Task objective: From the talk page on vibe reverse engineering, extract word for word the part that opens with the words containing "Professionally: I am" and closes with "your everyday skills.".

Document passage:
____

Vibe reverse engineering of old games and new hardware
Speaker
Piotr Migdał
Piotr Migdał /pjɔtr ˈmig.daw/ - a curious being, doctor of sorcery.
Professionally: I am a founding engineer at Quesma, investigating ever-changing limits of agentic AI in software engineering.
Previously: Co-founder & CTO of Quantum Flytrap, deep learning consultant, data viz specialist, quantum physics PhD.
Personally: I dance balfolk, fusion, and Zouk. I do sauna rituals, among trees, ponds and streams. A bit more on my journey in this post.
Abstract
Reverse engineering binaries once required deep expertise. Today, AI models like Opus 4.6, GPT-5.3-Codex, and Gemini 3.1 Pro change the rules. Watch how pairing AI with the NSA's Ghidra decompiler or simple hex tools like xxd makes binary hacking accessible. We will dive into practical projects: hacking infinite lives into Atari’s River Ride, porting the legacy game Chromatron, decoding LED backpack protocols, and hunting for backdoors. Let me show how to add reverse engineering to your everyday skills.

____

Records supplied:
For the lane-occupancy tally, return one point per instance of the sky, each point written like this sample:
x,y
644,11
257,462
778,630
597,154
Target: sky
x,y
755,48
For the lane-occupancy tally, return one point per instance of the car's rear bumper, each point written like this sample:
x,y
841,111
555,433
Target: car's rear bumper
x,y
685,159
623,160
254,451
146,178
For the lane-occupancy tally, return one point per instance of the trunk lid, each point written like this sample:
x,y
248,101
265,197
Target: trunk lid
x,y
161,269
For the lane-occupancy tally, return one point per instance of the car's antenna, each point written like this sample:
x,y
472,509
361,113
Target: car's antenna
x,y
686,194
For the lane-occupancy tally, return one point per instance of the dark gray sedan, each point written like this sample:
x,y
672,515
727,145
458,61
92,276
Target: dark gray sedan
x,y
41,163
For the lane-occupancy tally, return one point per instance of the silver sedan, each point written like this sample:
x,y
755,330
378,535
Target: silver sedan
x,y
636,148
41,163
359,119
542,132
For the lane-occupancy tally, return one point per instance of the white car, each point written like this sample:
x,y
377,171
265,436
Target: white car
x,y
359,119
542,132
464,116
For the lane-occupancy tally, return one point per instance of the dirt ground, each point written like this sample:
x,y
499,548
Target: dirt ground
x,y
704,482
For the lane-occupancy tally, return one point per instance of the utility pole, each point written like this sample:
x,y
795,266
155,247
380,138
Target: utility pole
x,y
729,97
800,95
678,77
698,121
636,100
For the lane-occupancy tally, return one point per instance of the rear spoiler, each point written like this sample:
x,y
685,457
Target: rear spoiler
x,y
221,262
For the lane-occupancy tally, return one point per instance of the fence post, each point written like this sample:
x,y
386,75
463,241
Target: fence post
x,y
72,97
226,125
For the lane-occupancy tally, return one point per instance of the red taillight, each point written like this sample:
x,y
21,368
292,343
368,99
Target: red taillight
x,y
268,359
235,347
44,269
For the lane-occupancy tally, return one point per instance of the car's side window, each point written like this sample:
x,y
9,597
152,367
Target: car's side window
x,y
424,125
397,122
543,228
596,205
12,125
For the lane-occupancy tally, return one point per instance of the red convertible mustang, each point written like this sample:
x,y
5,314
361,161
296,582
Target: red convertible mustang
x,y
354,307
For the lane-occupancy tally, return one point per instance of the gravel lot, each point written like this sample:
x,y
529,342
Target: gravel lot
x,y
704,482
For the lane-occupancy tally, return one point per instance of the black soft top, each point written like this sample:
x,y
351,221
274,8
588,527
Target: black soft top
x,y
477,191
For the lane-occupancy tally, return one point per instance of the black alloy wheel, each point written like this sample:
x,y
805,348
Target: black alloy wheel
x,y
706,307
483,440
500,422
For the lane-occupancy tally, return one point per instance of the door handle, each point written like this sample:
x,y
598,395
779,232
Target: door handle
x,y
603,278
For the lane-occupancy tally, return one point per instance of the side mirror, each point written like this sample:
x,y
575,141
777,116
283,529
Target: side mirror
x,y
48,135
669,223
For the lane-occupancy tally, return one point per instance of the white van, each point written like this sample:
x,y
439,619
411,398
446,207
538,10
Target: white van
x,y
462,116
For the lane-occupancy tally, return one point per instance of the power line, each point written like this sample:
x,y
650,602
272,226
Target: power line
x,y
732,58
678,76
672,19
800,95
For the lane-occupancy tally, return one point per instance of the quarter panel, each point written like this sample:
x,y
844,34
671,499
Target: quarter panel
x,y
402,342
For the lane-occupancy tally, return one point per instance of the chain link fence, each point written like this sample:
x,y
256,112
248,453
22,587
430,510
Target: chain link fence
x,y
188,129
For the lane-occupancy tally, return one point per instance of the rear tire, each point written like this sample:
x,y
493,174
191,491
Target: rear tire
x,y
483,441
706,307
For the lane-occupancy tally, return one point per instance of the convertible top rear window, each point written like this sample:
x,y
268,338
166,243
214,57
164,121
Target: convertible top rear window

____

Written answer:
Professionally: I am a founding engineer at Quesma, investigating ever-changing limits of agentic AI in software engineering.
Previously: Co-founder & CTO of Quantum Flytrap, deep learning consultant, data viz specialist, quantum physics PhD.
Personally: I dance balfolk, fusion, and Zouk. I do sauna rituals, among trees, ponds and streams. A bit more on my journey in this post.
Abstract
Reverse engineering binaries once required deep expertise. Today, AI models like Opus 4.6, GPT-5.3-Codex, and Gemini 3.1 Pro change the rules. Watch how pairing AI with the NSA's Ghidra decompiler or simple hex tools like xxd makes binary hacking accessible. We will dive into practical projects: hacking infinite lives into Atari’s River Ride, porting the legacy game Chromatron, decoding LED backpack protocols, and hunting for backdoors. Let me show how to add reverse engineering to your everyday skills.